Goal of the exercise:
The expected answer is all of the entries, written out exactly.

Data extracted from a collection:
——
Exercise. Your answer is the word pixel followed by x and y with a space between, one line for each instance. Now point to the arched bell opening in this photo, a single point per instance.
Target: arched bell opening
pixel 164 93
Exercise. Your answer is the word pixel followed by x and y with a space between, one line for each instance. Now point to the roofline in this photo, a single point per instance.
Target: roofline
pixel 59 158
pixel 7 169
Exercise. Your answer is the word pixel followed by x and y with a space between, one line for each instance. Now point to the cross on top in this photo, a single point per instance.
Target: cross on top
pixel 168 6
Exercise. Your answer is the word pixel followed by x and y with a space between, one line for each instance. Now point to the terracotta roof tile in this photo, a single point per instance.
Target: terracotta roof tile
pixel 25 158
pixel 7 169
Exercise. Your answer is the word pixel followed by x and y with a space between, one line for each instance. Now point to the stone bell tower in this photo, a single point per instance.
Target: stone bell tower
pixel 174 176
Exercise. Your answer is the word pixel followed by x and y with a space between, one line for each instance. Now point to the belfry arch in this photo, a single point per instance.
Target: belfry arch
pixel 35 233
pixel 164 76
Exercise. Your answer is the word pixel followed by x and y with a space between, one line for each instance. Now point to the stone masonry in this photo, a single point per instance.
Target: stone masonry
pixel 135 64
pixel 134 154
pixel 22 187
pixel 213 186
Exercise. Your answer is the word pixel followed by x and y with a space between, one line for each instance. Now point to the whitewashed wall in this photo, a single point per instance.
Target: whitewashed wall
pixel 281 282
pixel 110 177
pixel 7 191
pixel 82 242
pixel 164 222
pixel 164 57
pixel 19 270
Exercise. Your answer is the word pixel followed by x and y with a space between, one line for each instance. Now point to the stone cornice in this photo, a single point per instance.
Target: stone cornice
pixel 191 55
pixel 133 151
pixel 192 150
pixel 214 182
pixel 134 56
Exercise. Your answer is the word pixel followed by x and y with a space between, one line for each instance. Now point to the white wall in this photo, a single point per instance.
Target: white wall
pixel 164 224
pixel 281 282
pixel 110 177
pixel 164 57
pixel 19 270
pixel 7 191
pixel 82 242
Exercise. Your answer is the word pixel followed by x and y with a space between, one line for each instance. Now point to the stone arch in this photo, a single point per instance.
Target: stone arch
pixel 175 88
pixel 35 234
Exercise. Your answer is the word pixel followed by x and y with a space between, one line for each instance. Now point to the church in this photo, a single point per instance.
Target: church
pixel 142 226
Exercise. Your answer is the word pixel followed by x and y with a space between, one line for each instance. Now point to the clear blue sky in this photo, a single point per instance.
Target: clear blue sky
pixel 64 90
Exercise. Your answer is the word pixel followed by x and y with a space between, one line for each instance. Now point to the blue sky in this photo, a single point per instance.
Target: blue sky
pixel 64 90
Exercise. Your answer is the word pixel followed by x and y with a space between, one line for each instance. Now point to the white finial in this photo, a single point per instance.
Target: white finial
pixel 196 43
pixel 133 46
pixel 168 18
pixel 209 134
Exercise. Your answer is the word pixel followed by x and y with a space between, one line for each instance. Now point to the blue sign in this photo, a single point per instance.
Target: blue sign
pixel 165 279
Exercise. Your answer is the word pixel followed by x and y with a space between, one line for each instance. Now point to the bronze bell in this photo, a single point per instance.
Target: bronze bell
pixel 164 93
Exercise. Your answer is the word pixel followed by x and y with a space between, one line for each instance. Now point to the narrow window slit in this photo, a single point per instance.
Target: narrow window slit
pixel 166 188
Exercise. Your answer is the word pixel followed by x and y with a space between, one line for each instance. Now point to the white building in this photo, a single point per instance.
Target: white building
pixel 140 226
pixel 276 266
——
Exercise solution:
Exercise. Your answer is the word pixel followed by x and y with a space between, one line for each instance. Now point to the arched bell opening in this photo, a single point per instance.
Target: arched bell opening
pixel 164 93
Exercise. Your answer is the word pixel followed by x and y with a space between, one line for each instance. Now point to the roofline in this photo, a single point per instance.
Target: roofline
pixel 59 158
pixel 7 169
Exercise. Your answer is the word pixel followed by x and y with a space between, one line for each instance. Now point to the cross on top in this photo, a single point per instance.
Target: cross on top
pixel 168 6
Exercise. Your answer is the word pixel followed by x and y with a space between, one line for each instance. Now point to the terracotta roof tile in this photo, a single point per instance.
Target: terracotta roof tile
pixel 25 158
pixel 7 169
Exercise. Your answer is the word pixel followed by x and y with a space between, one line for each instance. Now point to the stone bell tower in this photo, a single point per instance.
Target: stone bell tower
pixel 174 176
Exercise. Your answer is the word pixel followed by x and y with a space between, one line for each instance. Now point to the belfry arch in this photo, a single point per instance.
Target: belfry arch
pixel 35 233
pixel 164 76
Exercise. Your answer is the word pixel followed by x and y with a space between, one line for each instance. Now point to the stone masonry in this photo, a single point per instance.
Target: stone masonry
pixel 135 64
pixel 134 154
pixel 22 187
pixel 213 186
Exercise. Your answer is the word pixel followed by x and y with a space between, one line for each instance. Now point to the whitewashed wall in this photo, a single point per instance.
Target: whitewashed wall
pixel 281 282
pixel 110 177
pixel 7 191
pixel 82 242
pixel 164 222
pixel 164 57
pixel 19 270
Exercise. Your answer is the word pixel followed by x and y with a space between, one line for each instance. Now point to the stone cornice in this photo, a single point per instance.
Target: stone cornice
pixel 191 55
pixel 133 151
pixel 192 150
pixel 214 182
pixel 134 56
Exercise. Your answer is the word pixel followed by x and y with a space between, one line for each instance. Now point to the white wall in this photo, a single point per instance.
Target: white wall
pixel 164 224
pixel 281 282
pixel 110 177
pixel 164 57
pixel 19 270
pixel 7 191
pixel 82 242
Exercise. Your answer is the word pixel followed by x and y with a space between, one line for each instance. Now point to the stone arch in this photo, a single point per instance.
Target: stone arch
pixel 175 88
pixel 35 234
Exercise. Your answer is the word pixel followed by x and y with a space between, one line for each instance. Now point to the church in this photo, a single point per instance.
Target: church
pixel 142 226
Exercise. Your answer is the word pixel followed by x and y with a space between, one line for each instance. Now point to the clear blue sky in this photo, a single point per instance.
Target: clear blue sky
pixel 64 90
Exercise. Your answer is the word pixel followed by x and y with a space between, one line for each instance. Now point to the blue sky in this photo, a single point per instance.
Target: blue sky
pixel 64 90
Exercise. Your answer is the word pixel followed by x and y with a space between, one line for each instance. Now point to the white finial in this photo, a single point per instance.
Target: white finial
pixel 196 43
pixel 133 46
pixel 168 18
pixel 209 134
Exercise. Your answer is the word pixel followed by x and y with a space between, one line for each instance. Now point to the blue sign in this photo, a single point per instance.
Target: blue sign
pixel 165 279
Exercise. Your answer is the word pixel followed by x and y with a space between, one line for each instance. Now point to the bronze bell in this photo, a single point per instance.
Target: bronze bell
pixel 164 93
Exercise. Your answer is the word pixel followed by x and y with a space between, one line for each instance. Now point to the narrow window slit in this photo, a single point per instance.
Target: narrow window slit
pixel 166 188
Exercise. Your answer is the word pixel followed by x and y with a space between, one line for each instance. Now point to the white building in this photo, a single point per instance.
Target: white building
pixel 140 226
pixel 276 266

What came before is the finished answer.